### WHAT TO DO
Copy the entries below with "one point per instance" switched to "one point per object" everywhere it occurs. Leave all other text unchanged.
[Start of RECORD EXTRACTS]
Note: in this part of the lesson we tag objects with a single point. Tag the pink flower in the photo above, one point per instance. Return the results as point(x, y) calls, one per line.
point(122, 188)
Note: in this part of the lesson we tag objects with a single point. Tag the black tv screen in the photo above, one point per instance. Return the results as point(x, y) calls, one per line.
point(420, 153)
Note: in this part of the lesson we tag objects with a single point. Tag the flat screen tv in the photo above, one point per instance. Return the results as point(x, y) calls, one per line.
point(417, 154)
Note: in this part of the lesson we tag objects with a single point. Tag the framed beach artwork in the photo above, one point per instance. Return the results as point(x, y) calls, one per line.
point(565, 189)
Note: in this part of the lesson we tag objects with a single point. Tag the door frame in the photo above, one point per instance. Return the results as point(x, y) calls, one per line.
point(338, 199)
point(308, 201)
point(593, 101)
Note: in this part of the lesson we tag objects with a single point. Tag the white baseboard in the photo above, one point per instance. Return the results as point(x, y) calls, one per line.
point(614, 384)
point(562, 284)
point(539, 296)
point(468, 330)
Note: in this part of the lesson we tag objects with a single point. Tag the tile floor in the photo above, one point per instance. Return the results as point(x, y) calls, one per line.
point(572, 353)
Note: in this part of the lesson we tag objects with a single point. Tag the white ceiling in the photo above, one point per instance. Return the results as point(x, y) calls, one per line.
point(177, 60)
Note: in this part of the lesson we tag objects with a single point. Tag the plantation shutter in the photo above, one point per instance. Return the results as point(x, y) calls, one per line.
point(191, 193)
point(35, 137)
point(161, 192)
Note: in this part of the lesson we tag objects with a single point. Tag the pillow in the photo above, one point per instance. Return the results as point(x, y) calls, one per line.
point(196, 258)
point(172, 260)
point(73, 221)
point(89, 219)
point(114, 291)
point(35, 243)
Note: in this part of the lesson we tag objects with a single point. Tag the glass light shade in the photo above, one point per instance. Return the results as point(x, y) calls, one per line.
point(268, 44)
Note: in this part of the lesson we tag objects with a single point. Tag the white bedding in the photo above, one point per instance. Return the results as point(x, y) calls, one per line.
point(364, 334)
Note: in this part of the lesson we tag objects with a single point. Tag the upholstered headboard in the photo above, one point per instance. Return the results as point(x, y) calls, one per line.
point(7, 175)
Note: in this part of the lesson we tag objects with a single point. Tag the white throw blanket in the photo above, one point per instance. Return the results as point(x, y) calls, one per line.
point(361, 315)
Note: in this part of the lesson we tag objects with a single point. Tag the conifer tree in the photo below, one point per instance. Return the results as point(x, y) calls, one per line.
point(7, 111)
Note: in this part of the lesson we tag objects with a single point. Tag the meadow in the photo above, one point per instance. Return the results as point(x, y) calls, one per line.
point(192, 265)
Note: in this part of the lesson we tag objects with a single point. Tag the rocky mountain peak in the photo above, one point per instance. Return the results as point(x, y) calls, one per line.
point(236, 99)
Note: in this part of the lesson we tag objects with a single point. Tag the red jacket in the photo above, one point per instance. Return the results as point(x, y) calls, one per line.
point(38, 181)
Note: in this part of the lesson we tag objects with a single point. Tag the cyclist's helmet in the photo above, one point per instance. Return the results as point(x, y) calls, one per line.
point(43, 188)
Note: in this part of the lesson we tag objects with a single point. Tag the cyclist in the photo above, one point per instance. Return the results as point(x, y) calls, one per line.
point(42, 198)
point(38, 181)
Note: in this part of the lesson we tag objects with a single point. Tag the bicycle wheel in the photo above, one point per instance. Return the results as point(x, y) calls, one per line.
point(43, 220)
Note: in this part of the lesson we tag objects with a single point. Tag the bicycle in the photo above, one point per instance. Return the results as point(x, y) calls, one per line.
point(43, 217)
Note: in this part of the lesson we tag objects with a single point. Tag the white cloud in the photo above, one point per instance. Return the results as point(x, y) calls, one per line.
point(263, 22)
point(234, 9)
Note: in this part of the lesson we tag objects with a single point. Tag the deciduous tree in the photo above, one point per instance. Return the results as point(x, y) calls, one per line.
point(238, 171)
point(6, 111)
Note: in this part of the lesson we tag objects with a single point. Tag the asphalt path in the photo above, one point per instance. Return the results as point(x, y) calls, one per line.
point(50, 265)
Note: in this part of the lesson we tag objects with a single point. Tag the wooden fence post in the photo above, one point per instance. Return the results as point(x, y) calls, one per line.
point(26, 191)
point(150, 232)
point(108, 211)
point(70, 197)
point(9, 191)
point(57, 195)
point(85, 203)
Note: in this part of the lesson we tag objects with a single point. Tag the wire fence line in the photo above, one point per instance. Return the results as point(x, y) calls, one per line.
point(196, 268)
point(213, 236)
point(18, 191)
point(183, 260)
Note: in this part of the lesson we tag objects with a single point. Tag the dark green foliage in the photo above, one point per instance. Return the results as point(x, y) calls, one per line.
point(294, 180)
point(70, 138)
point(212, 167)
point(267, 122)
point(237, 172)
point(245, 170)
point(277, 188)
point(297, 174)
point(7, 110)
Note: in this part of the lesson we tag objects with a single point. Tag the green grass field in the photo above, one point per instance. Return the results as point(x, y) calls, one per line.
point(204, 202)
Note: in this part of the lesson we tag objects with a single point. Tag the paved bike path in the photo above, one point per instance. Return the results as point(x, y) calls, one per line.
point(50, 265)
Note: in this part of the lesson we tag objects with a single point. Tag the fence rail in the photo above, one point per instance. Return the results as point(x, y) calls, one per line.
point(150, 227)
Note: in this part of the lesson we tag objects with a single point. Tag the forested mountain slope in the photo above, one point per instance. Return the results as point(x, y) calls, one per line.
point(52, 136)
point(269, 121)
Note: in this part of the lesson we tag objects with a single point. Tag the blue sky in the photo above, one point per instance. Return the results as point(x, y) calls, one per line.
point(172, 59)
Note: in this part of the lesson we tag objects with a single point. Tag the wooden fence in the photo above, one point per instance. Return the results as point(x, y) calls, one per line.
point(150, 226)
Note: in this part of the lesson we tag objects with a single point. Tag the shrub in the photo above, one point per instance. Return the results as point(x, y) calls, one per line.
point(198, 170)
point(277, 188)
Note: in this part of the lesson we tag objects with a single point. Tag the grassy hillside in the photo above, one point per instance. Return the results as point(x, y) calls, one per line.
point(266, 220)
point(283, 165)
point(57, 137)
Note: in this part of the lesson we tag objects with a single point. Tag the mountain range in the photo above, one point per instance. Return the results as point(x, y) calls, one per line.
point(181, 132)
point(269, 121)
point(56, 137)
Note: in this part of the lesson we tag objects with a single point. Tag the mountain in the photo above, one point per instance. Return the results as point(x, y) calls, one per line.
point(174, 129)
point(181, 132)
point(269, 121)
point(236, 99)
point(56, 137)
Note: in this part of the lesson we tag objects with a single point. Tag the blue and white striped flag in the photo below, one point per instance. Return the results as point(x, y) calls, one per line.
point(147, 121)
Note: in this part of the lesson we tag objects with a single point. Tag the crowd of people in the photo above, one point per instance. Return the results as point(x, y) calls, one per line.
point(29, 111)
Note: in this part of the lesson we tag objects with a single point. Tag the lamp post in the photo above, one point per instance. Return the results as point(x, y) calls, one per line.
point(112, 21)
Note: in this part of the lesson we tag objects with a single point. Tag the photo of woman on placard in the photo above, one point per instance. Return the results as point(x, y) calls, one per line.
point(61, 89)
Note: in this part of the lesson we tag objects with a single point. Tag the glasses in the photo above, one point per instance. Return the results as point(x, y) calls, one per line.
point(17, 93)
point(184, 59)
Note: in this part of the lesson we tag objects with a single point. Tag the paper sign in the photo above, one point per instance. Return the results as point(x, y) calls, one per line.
[End of RECORD EXTRACTS]
### RESULT FOR THIS EXERCISE
Note: in this part of the lesson we tag objects with a single point. Tag the pink flower in the photo above, one point per object. Return the results as point(x, y) calls, one per line.
point(122, 188)
Note: in this part of the lesson we tag objects with a single point. Tag the black tv screen in the photo above, one point per object. Return the results as point(x, y) calls, one per line.
point(420, 153)
Note: in this part of the lesson we tag objects with a single point. Tag the flat screen tv in the photo above, one point per object. Return the results as point(x, y) calls, one per line.
point(417, 154)
Note: in this part of the lesson we tag objects with a single point. Tag the framed beach artwork in the photo above, one point per object. Return the results as point(x, y) calls, one per line.
point(565, 189)
Note: in this part of the lesson we tag objects with a single point. Tag the door frame in the photo above, one point per object. Return the results as point(x, y) calls, one per line.
point(338, 199)
point(308, 201)
point(593, 101)
Note: in this part of the lesson we tag objects with a single point. Tag the white baseboard in the photo above, one point per object. Return the results as point(x, y) calls, one per line.
point(614, 384)
point(562, 284)
point(539, 296)
point(468, 330)
Note: in this part of the lesson we tag objects with a single point. Tag the tile floor in the photo above, one point per object. Return the results as point(x, y) calls, one per line.
point(572, 353)
Note: in this part of the lesson we tag objects with a single point. Tag the white ceiling in the photo above, one point per object. Return the results as point(x, y) calls, one per line.
point(177, 60)
Note: in this part of the lesson we tag objects with a single point. Tag the plantation shutter in the photo above, one point per object. Return the results as point(x, y) calls, one per line.
point(191, 193)
point(35, 137)
point(161, 192)
Note: in this part of the lesson we tag objects with a single point. Tag the pillow in the photo above, one point per object. Return the results as point(x, y) calls, one per line.
point(196, 258)
point(172, 260)
point(73, 221)
point(89, 219)
point(114, 291)
point(35, 243)
Note: in this part of the lesson we tag objects with a single point. Tag the glass light shade in the photo above, one point per object. Return the results as point(x, y) calls, one per line.
point(268, 44)
Note: in this part of the lesson we tag objects with a single point. Tag the white bedding in the photo above, one point per object. Return the results as point(x, y) calls, one per line.
point(364, 334)
Note: in this part of the lesson we tag objects with a single point. Tag the upholstered headboard in the photo above, one point per object. Return the results as point(x, y) calls, one per line.
point(7, 175)
Note: in this part of the lesson we tag objects with a single point. Tag the white throw blanket in the photo above, one point per object. Return the results as point(x, y) calls, one per line.
point(361, 315)
Note: in this part of the lesson we tag objects with a single point. Tag the conifer tree in the photo below, one point per object. Return the results as point(x, y) calls, one per line.
point(7, 111)
Note: in this part of the lesson we tag objects with a single point. Tag the meadow in the photo above, one point per object. Return the results as point(x, y) calls, one per line.
point(192, 265)
Note: in this part of the lesson we tag objects with a single point. Tag the rocky mountain peak in the photo above, one point per object. Return the results as point(x, y) calls, one per line.
point(236, 99)
Note: in this part of the lesson we tag objects with a single point. Tag the red jacket in the photo above, one point per object. Return the results as point(x, y) calls, one per line.
point(38, 181)
Note: in this part of the lesson we tag objects with a single point. Tag the cyclist's helmet in the photo above, one point per object. Return the results as point(x, y) calls, one per line.
point(43, 188)
Note: in this part of the lesson we tag objects with a single point. Tag the cyclist in the photo above, one point per object. Return the results as point(x, y) calls, one per line.
point(42, 198)
point(38, 181)
Note: in this part of the lesson we tag objects with a single point. Tag the bicycle wheel in the photo above, one point per object. Return the results as point(x, y) calls, one per line.
point(43, 220)
Note: in this part of the lesson we tag objects with a single point. Tag the bicycle in the photo above, one point per object. Return the results as point(x, y) calls, one per line.
point(43, 217)
Note: in this part of the lesson we tag objects with a single point. Tag the white cloud in the photo above, one point per object. Return the results as point(x, y) calls, one per line.
point(263, 22)
point(234, 9)
Note: in this part of the lesson we tag objects with a single point. Tag the deciduous tree in the photo above, one point per object. Return the results as point(x, y) calls, one per line.
point(238, 171)
point(6, 111)
Note: in this part of the lesson we tag objects with a single point. Tag the asphalt path in the photo above, one point per object. Return the results as point(x, y) calls, one per line.
point(50, 265)
Note: in this part of the lesson we tag objects with a single point. Tag the wooden fence post in the photo above, one point per object. Return the results as point(x, y) calls, one per line.
point(26, 191)
point(150, 232)
point(108, 211)
point(70, 197)
point(9, 191)
point(57, 195)
point(85, 203)
Note: in this part of the lesson we tag objects with a single point. Tag the wire fence line in the photo above, one point per object. Return the results as point(x, y) calls, one per line.
point(196, 268)
point(213, 236)
point(18, 191)
point(183, 260)
Note: in this part of the lesson we tag objects with a single point. Tag the dark green foliage in the photo above, one point per object. Return the results as point(x, y) calls, one per line.
point(294, 180)
point(70, 138)
point(212, 167)
point(267, 122)
point(237, 172)
point(245, 170)
point(277, 188)
point(297, 174)
point(7, 110)
Note: in this part of the lesson we tag objects with a single point. Tag the green grass field in the photo above, one point per object. Return the results as point(x, y) calls, one per line.
point(204, 202)
Note: in this part of the lesson we tag objects with a single point. Tag the paved bike path in the photo above, one point per object. Return the results as point(x, y) calls, one per line.
point(50, 265)
Note: in this part of the lesson we tag objects with a single point. Tag the fence rail in the photo above, one point per object. Return the results as point(x, y) calls, one per line.
point(150, 227)
Note: in this part of the lesson we tag objects with a single point. Tag the forested mountain slope in the photo above, one point per object. Return the results as point(x, y) calls, one per line.
point(52, 136)
point(269, 121)
Note: in this part of the lesson we tag objects with a single point. Tag the blue sky in the photo above, one point per object. Return the results as point(x, y) calls, one per line.
point(172, 59)
Note: in this part of the lesson we tag objects with a single point. Tag the wooden fence in the photo above, one point per object. Return the results as point(x, y) calls, one per line.
point(150, 226)
Note: in this part of the lesson we tag objects with a single point. Tag the shrub in the photo above, one point per object. Return the results as point(x, y) calls, one per line.
point(198, 170)
point(277, 188)
Note: in this part of the lesson we tag objects with a single point. Tag the grassy hillside in the photo above, one point per object. Return the results as point(x, y) calls, one per line.
point(266, 220)
point(283, 165)
point(57, 137)
Note: in this part of the lesson we tag objects with a single point. Tag the mountain range in the photo above, one point per object. Return the results as point(x, y) calls, one per line.
point(181, 132)
point(269, 121)
point(56, 137)
Note: in this part of the lesson we tag objects with a single point. Tag the mountain in the photo above, one point per object. Return the results as point(x, y) calls, one per line.
point(174, 129)
point(181, 132)
point(269, 121)
point(236, 99)
point(56, 137)
Note: in this part of the lesson we tag objects with a single point. Tag the blue and white striped flag in the photo below, one point per object. Return the results as point(x, y) calls, one per line.
point(147, 121)
Note: in this part of the lesson we tag objects with a single point. Tag the crowd of people in the photo above, one point per object. Return the results as point(x, y) calls, one per line.
point(29, 111)
Note: in this part of the lesson we tag objects with a single point. Tag the lamp post in the photo above, one point per object. Return the results as point(x, y) calls, one per line.
point(112, 21)
Note: in this part of the lesson we tag objects with a single point. Tag the photo of woman on placard in the photo above, one point per object. Return the results as point(x, y) calls, one per line.
point(61, 89)
Note: in this part of the lesson we tag objects with a single point. Tag the glasses in the photo above, one point per object. Return the results as point(x, y) calls, one per line.
point(17, 93)
point(184, 59)
Note: in this part of the lesson we tag objects with a single point. Tag the paper sign in the photo above, one point per object. Return the results as point(x, y) calls, one per line.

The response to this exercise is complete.